Given data:

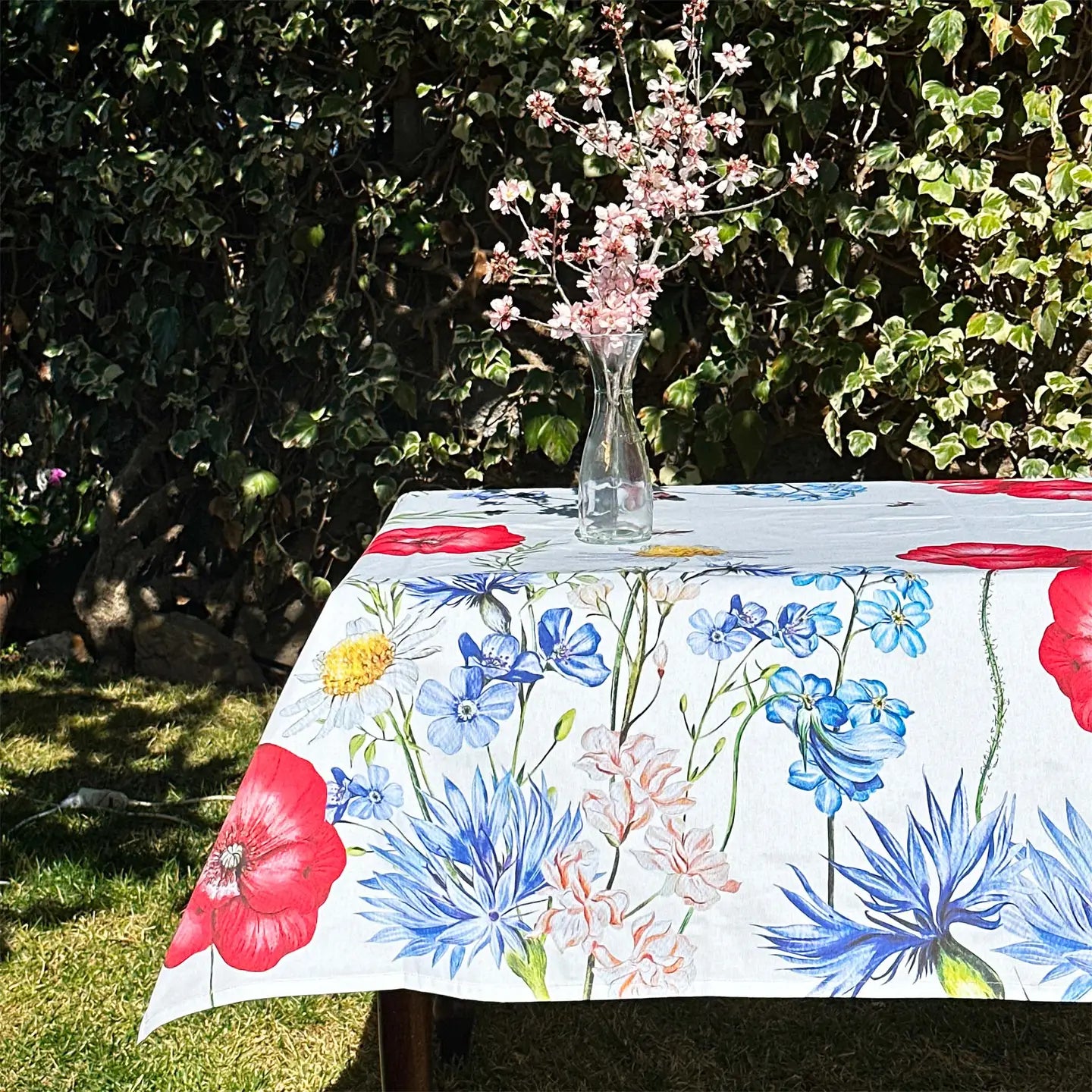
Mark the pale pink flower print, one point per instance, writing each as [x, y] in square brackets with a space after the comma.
[654, 789]
[615, 813]
[605, 756]
[696, 871]
[653, 960]
[580, 915]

Aim: Please copy out every line of the material above with 114 added to each x and y coordinate in the answers, keep all other text unchanged, and leave the pictures out.

Response below:
Mark the pale pink flower print, one point per instance, writing each as [x, y] in square brackets with a space after the comma.
[768, 903]
[729, 927]
[719, 870]
[810, 985]
[767, 1074]
[694, 1029]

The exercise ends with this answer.